European investment in start-ups bounced back from an initial dip after the onset of the pandemic, and is now on track for a record year, according to the latest State of European Tech report by venture capital firm Atomico. This bodes well not only for the start-up ecosystem itself but also corporates whose digital innovation initiatives benefit from the ideas and offerings it incubates.
Overall investment took a knock in the first half of 2020, with mid-size rounds of between $20m and $50m the hardest hit as growth-stage companies struggled to garner the traction they needed to convince investors, the report finds. But activity rebounded in the third quarter of the year, setting European tech investment up for a record $41bn year, mirroring a similarly strong performance by tech across the Atlantic.

▸ Material provided:

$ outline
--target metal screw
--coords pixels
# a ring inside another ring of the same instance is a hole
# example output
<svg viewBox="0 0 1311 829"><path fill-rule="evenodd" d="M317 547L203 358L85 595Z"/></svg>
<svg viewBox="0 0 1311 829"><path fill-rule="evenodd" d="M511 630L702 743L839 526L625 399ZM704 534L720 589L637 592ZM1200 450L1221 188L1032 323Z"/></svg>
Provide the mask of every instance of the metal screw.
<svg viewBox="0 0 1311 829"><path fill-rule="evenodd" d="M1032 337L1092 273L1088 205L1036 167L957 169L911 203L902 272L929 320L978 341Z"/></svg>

▸ Assignment 1: According to the passage on European tech investment, which funding rounds were hit hardest in the first half of 2020?
▸ Assignment 2: Please pull a span verbatim from the passage on European tech investment, beginning at the words "Overall investment took" and stopping after the words "across the Atlantic.".
▸ Assignment 3: Summarize the passage on European tech investment in two sentences.

▸ Written answer 1: Mid-size rounds of between $20m and $50m.

▸ Written answer 2:
Overall investment took a knock in the first half of 2020, with mid-size rounds of between $20m and $50m the hardest hit as growth-stage companies struggled to garner the traction they needed to convince investors, the report finds. But activity rebounded in the third quarter of the year, setting European tech investment up for a record $41bn year, mirroring a similarly strong performance by tech across the Atlantic.

▸ Written answer 3: Atomico's State of European Tech report finds that European start-up investment fell in the first half of 2020, hitting mid-size rounds of $20m to $50m hardest, and then rebounded in the third quarter. The sector is now on track for a record $41bn year, which bodes well both for start-ups and for corporates whose digital innovation initiatives benefit from them.